WHAT YOU ARE ASKED TO DO:
Go through the records and restate them word for word, omitting images.

[Data records]
= Beginning of Section =

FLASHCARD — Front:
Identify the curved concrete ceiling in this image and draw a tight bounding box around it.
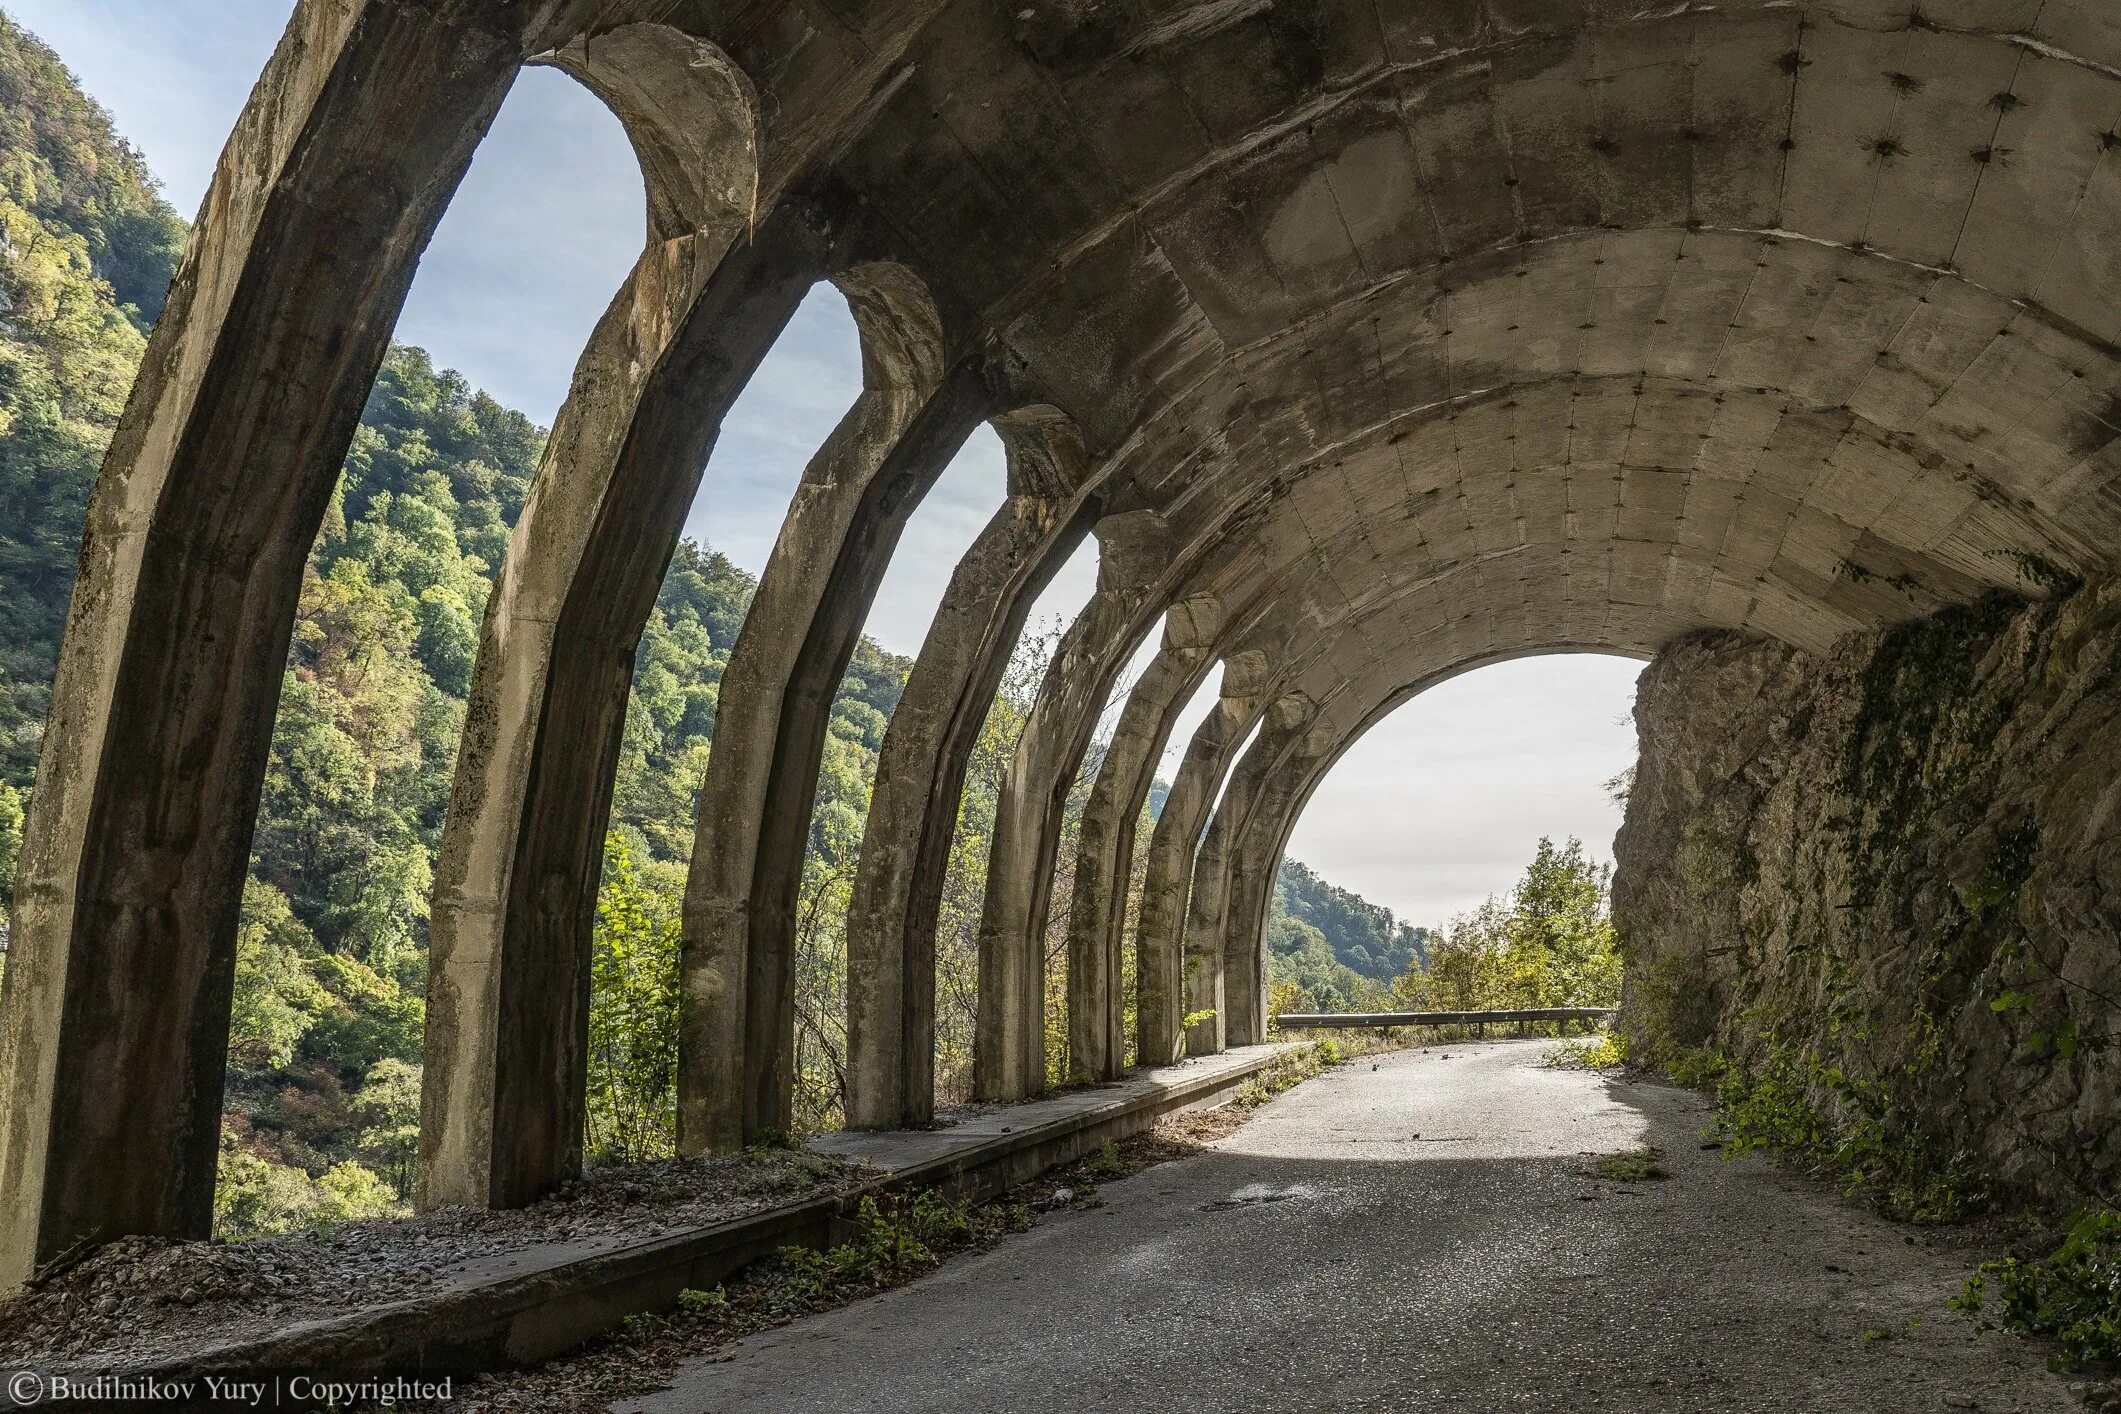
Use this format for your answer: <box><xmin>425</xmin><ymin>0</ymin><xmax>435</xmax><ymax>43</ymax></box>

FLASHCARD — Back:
<box><xmin>687</xmin><ymin>0</ymin><xmax>2120</xmax><ymax>678</ymax></box>
<box><xmin>576</xmin><ymin>0</ymin><xmax>2121</xmax><ymax>677</ymax></box>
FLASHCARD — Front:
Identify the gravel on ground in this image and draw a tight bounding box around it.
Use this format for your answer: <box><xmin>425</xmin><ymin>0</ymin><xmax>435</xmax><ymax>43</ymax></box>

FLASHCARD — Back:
<box><xmin>0</xmin><ymin>1148</ymin><xmax>868</xmax><ymax>1370</ymax></box>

= End of Section =

WRITTEN SOLUTION:
FLASHCARD — Front:
Identify the curved concrete ceiling in this image and draw a tight bounding box around it.
Use this format for your answer: <box><xmin>425</xmin><ymin>0</ymin><xmax>435</xmax><ymax>43</ymax></box>

FLASHCARD — Back:
<box><xmin>687</xmin><ymin>0</ymin><xmax>2120</xmax><ymax>678</ymax></box>
<box><xmin>576</xmin><ymin>0</ymin><xmax>2121</xmax><ymax>677</ymax></box>
FLASHCARD — Front:
Identify the gravel on ground in this image and draw a tight bounding box around it.
Use this format for your answer: <box><xmin>425</xmin><ymin>0</ymin><xmax>435</xmax><ymax>43</ymax></box>

FLASHCARD — Back:
<box><xmin>0</xmin><ymin>1148</ymin><xmax>868</xmax><ymax>1370</ymax></box>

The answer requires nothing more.